(DOCUMENT EXTRACT Opens)
Biologically, it’s happening earlier; emotionally, it seems to be happening later. Nowadays puberty occurs in females between ages 8 and 14, between 9 and 15 in males. A generation ago, when you turned 18, you were out the door and on your own. Now we see kids in the Boomerang Generation coming home to Mom and Dad after college, hoping for a hand with bills, laundry, meals and other responsibilities of adulthood. It’s cute for a while, less adorable the older the kid gets.
18. Can a mother be friends with her teenage daughter?
No. Most teens aren’t ready for anything close to a mature friendship. According to current research, the brain continues to develop into a person’s 20s. Mothers often want to befriend their daughters; fathers, their sons. But this is not in anyone’s best interest. Teenagers need to form identities distinct from their parents. That means: lots of privacy, even some secrets. It’s usually easier for a teenage girl to befriend the friend of her mother, and it’s usually best for the mother to leave it at that.
19. Does money really buy happiness?
No. Because happiness isn’t for sale. Many people get tripped up by this one, amassing wealth only to find themselves cycling into a bottomless pit of unsatisfiable yearning. Turns out, joy and misery are not that far apart when it comes to very big wads of cash. Consider the case of a Kentucky couple who won $34 million in 2000. Thrilled to be released from the demands of their boring old jobs, they frittered their fortune away on fancy cars, mansions, all the usual stuff — losing everything that mattered in the process. They divorced, he died of an alcohol-related illness, and she died alone in her new house just five years after cashing the winning ticket. When it comes to happiness, only people you love, and who love you, can bring it. If you have enough dough to buy yourself a luxurious yacht, but no real friends to sail with, you’re sunk.
(DOCUMENT EXTRACT Closes)
● **SET OF TASKS**
A. Could you reproduce word for word the part of the excerpt that begins with the words containing "19. Does money" and ends with "with, you’re sunk."?
B. Answer these questions from the excerpt:
(i) Between what ages does puberty now occur in females?
(ii) Into what period of life does the brain continue to develop?
(iii) How much money did the Kentucky couple win, and in what year?
(EXTRACTED DATA Opens)
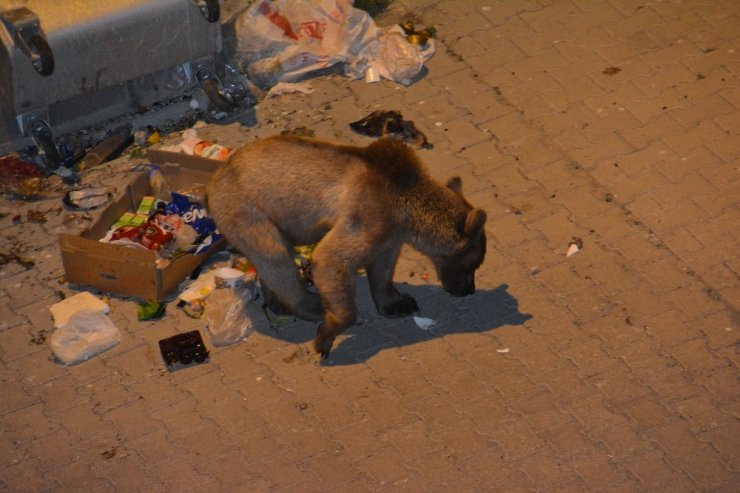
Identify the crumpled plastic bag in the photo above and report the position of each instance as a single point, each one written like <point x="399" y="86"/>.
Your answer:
<point x="226" y="317"/>
<point x="395" y="58"/>
<point x="85" y="334"/>
<point x="289" y="40"/>
<point x="63" y="310"/>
(EXTRACTED DATA Closes)
● **LIST OF ANSWERS**
A.
19. Does money really buy happiness?
No. Because happiness isn’t for sale. Many people get tripped up by this one, amassing wealth only to find themselves cycling into a bottomless pit of unsatisfiable yearning. Turns out, joy and misery are not that far apart when it comes to very big wads of cash. Consider the case of a Kentucky couple who won $34 million in 2000. Thrilled to be released from the demands of their boring old jobs, they frittered their fortune away on fancy cars, mansions, all the usual stuff — losing everything that mattered in the process. They divorced, he died of an alcohol-related illness, and she died alone in her new house just five years after cashing the winning ticket. When it comes to happiness, only people you love, and who love you, can bring it. If you have enough dough to buy yourself a luxurious yacht, but no real friends to sail with, you’re sunk.

B.
(i) Between ages 8 and 14.
(ii) Into a person's 20s.
(iii) $34 million, in 2000.